NSF Awards EAGER Grants to Beckman Researchers

Two Beckman research teams have received Early Concept Grants for Exploratory Research (EAGER) awards from the National Science Foundation (NSF) to enable new technologies to better understand how complex behaviors emerge from the activity of brain circuits.

One grant project entitled “Spatially-Resolved In Vivo Optogenetic Stimulation and Imaging Platform,” is led by principal investigator Stephen Boppart, head of the Biophotonics Imaging Laboratory at the Beckman and full-time faculty member in the Bioimaging Science and Technology Group, and joined by Justin Rhodes, full-time faculty member in the NeuroTech Group. Martha Gillette, affiliate faculty member in the NeuroTech Group, is the principal investigator on a project titled “Multiscale dynamics and emergent properties of suprachiasmatic circuits in real time.”

Boppart and Rhodes plan to use optogenetics, a rapidly developing field that enables light-activated switching and control of cells, most commonly neurons. The team will use implanted imaging fiber bundles that will enable in vivo imaging as well as spatially controlled optical stimulation and optical feedback of large-area neural circuits. The research offers the potential for controlling the light stimulus and enhancing specificity in the control of neural circuits.

“The BRAIN initiative has challenged us to develop novel neurotechnologies that will push the limits for interrogating the living brain at the cellular level. Our Beckman Institute and the collaborative expertise here in engineering, optics, and neuroscience gives us the perfect combination of physical and intellectual resources to push these limits,” said Boppart.

Part of the project revolves around outreach—they plan to highlight their new ideas and technology at the Beckman and Engineering Open Houses, as well as integrate the methods into Boppart’s undergraduate courses.

Gillette’s project plans to bring together neuroscientists, engineers, and chemists from across campus, to develop and use newly created, complementary technologies that will non-invasively control, measure, and analyze brain network dynamics and change in real time. Their hope is to examine how neurons in the brain are activated in response to experiences, in order to see how they cause behavioral changes and subsequent activities of the neurons, also known as brain plasticity.

Gillette will work with Jonathan Sweedler, part-time faculty member in NeuroTech; Gabriel Popescu, full-time faculty member Bioimaging Science and Technology; and John Rogers, full-time faculty member in the 3D Micro- and Nanosystems Group.

“The challenge of understanding the dynamic brain—how it remembers, enables us to move or be moved, to awake and sleep each day of our lives—lies before us. The exceptional  tools we will develop under the BRAIN initiative are possible because of the science and engineering innovation and the collegial spirit at Illinois. They hold tremendous promise for identifying the signatures of neural activity that generate complex behaviors, insights not previously possible,” said Gillette. “These are truly exciting times.” 

Likewise, Gillette’s project has an educational element: training students to merge disciplines such as neuroscience, imaging technology, engineering of new materials for electrodes, and high-resolution analysis of neuron-to-neuron signals.

These projects will contribute to NSF’s growing portfolio of investments in support of President Obama’s BRAIN Initiative, a multi-agency research effort that seeks to accelerate the development of new neurotechnologies that promise to help researchers answer fundamental questions about how the brain works.

Each award is for $300,000 over a two-year period.
··········
TASKS TO PERFORM >>
1: Translate this sentence from the NSF grant announcement into Spanish: "Each award is for $300,000 over a two-year period."
2: Reproduce the part of the NSF grant announcement from "Boppart and Rhodes" up to and including "of neural circuits.".
3: Answer these questions using the NSF grant announcement:
(a) Which laboratory does Stephen Boppart head?
(b) In which group is John Rogers a full-time faculty member?
(c) How long is the period covered by each award?
··········
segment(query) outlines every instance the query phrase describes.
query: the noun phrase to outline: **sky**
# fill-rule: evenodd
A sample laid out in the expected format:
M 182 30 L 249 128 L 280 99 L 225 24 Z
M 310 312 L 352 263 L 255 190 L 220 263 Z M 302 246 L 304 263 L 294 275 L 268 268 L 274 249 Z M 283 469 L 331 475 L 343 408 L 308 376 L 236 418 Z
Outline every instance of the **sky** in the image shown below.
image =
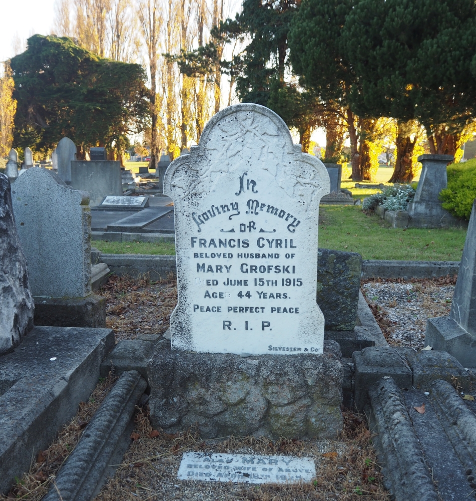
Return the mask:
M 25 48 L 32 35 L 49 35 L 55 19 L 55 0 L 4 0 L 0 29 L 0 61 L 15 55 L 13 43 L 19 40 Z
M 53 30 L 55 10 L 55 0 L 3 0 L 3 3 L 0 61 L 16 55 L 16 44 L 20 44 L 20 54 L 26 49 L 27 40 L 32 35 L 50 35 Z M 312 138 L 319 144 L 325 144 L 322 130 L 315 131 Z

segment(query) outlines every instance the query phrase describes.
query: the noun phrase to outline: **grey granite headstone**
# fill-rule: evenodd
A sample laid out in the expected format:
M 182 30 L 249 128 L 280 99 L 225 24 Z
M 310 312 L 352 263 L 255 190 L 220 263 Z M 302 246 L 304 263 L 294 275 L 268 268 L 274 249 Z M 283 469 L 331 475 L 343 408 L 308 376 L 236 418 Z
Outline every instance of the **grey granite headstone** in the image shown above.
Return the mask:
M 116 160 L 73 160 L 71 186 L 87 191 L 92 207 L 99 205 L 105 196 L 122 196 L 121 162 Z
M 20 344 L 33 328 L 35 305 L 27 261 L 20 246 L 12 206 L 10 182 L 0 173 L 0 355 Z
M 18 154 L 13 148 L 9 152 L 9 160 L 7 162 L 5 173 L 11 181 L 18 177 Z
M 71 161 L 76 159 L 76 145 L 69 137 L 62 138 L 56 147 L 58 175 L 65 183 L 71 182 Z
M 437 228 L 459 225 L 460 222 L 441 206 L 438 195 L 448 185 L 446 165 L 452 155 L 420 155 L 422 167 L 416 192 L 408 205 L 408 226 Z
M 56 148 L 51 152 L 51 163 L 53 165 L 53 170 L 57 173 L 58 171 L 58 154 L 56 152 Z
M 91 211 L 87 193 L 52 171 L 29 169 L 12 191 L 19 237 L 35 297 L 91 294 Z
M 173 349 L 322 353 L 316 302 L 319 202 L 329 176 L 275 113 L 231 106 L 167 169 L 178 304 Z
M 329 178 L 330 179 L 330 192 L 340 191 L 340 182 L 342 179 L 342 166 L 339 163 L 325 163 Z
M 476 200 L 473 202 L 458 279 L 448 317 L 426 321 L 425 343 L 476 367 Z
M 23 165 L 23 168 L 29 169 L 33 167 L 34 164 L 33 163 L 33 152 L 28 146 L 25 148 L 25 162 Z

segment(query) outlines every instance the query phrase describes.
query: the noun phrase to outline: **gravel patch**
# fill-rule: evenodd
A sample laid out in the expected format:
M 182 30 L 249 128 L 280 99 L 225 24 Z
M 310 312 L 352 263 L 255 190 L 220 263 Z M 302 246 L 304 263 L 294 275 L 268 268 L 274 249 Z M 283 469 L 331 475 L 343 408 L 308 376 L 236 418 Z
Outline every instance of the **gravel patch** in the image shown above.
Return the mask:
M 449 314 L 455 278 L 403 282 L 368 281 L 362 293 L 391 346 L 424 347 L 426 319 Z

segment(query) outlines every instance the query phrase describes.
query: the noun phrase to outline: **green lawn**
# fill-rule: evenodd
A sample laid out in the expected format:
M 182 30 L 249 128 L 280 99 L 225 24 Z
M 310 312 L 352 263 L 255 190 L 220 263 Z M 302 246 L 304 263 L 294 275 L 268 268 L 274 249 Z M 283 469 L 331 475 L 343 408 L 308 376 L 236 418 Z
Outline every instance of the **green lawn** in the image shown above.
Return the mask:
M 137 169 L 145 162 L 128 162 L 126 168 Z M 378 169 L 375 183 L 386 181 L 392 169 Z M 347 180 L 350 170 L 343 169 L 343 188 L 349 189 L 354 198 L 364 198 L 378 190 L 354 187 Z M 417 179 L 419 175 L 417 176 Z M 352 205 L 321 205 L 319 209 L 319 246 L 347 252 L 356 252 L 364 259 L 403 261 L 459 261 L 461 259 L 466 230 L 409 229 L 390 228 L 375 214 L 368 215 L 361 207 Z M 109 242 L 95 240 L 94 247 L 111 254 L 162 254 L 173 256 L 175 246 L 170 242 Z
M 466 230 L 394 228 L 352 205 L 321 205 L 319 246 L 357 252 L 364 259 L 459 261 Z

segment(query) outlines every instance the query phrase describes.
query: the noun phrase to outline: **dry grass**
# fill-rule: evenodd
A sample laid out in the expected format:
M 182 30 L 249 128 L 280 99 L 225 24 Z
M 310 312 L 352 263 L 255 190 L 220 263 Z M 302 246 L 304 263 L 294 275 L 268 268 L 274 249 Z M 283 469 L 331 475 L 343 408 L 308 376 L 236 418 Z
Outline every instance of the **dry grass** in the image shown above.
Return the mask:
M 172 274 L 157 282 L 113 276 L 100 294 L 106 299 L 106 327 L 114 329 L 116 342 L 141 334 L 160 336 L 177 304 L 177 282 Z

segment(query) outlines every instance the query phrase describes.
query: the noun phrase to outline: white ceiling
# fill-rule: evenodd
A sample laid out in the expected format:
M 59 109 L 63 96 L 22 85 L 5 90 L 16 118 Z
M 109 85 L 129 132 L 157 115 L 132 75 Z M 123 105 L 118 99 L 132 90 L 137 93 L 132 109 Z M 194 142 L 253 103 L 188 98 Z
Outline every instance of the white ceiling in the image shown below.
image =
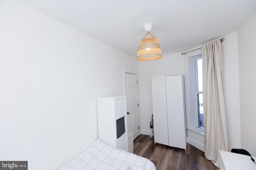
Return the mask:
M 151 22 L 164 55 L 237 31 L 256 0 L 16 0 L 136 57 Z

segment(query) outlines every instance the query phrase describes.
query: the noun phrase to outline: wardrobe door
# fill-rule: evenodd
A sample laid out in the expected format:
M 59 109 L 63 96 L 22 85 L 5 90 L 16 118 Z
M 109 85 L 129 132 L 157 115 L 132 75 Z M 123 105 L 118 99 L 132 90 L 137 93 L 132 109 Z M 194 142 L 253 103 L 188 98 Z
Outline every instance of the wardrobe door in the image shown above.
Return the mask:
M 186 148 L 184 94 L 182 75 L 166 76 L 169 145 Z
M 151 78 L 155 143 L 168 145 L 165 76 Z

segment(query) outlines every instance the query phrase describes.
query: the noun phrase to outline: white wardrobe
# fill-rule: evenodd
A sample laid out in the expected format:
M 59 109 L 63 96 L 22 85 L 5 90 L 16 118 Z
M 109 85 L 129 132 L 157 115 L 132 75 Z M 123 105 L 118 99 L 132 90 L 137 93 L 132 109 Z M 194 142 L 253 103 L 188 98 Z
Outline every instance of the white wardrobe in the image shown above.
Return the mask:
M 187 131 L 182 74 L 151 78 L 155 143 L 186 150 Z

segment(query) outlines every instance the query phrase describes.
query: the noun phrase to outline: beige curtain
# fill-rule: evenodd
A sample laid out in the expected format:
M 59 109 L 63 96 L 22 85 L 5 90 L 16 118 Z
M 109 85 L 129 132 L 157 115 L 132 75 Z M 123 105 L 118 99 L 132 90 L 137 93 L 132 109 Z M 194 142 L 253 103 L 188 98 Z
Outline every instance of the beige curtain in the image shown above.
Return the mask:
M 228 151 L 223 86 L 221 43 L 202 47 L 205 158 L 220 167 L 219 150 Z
··········
ANSWERS BY ITEM NUMBER >>
1: Cada subvención es de 300.000 dólares durante un período de dos años.

2:
Boppart and Rhodes plan to use optogenetics, a rapidly developing field that enables light-activated switching and control of cells, most commonly neurons. The team will use implanted imaging fiber bundles that will enable in vivo imaging as well as spatially controlled optical stimulation and optical feedback of large-area neural circuits. The research offers the potential for controlling the light stimulus and enhancing specificity in the control of neural circuits.

3:
(a) The Biophotonics Imaging Laboratory at the Beckman.
(b) The 3D Micro- and Nanosystems Group.
(c) Two years.